WORK REQUIRED: Copy the rows below without any change, starting with the line containing "Target: sepia photograph" and going on through the line containing "[[[0,0],[0,166],[250,165],[250,0]]]".
________
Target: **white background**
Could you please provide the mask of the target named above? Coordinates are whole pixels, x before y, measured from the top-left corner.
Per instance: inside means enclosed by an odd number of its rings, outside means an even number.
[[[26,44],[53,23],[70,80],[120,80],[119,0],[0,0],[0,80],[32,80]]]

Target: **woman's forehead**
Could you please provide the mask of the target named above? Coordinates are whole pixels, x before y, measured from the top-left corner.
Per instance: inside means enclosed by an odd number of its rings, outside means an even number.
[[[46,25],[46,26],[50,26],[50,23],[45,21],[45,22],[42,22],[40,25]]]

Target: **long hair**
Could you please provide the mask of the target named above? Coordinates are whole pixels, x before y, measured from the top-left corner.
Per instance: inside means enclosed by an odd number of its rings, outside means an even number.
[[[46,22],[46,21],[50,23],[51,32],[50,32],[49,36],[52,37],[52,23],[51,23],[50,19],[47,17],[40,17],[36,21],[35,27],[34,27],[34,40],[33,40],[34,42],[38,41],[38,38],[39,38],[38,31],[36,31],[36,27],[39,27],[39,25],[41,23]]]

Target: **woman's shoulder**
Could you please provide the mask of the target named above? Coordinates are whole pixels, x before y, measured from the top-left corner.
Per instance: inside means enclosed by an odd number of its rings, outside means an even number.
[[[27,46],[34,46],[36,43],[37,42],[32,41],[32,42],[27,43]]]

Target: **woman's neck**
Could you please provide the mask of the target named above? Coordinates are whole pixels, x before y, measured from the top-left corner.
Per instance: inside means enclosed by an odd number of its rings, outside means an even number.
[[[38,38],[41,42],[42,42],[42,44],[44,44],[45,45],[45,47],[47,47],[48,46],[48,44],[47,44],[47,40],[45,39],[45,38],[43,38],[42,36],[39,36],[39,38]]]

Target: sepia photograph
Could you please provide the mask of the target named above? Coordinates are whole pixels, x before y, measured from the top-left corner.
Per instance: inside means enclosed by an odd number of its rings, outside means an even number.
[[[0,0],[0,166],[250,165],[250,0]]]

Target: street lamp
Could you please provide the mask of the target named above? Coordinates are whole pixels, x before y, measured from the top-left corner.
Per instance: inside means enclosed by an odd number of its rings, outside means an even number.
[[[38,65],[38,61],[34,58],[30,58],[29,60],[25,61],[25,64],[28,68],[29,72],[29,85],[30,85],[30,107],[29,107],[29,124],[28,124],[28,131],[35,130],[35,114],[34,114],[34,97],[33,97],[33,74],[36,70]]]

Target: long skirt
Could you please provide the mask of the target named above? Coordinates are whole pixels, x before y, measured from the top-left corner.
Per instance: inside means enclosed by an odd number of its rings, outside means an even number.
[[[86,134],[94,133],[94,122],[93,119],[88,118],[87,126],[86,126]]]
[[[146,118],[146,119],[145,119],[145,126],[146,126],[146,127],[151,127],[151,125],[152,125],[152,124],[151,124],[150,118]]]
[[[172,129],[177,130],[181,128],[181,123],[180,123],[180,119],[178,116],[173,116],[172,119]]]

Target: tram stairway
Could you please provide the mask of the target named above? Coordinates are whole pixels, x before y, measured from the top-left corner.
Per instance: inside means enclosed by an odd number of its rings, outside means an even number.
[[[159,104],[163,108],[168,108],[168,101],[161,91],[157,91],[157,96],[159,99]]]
________
ANSWER IN FULL:
Target: sepia photograph
Could you please provide the mask of the target named above? Coordinates are whole pixels, x before y, measured from the top-left corner.
Per instance: inside means enclosed by an odd number of its rings, outside means an even number.
[[[0,0],[0,166],[250,165],[250,0]]]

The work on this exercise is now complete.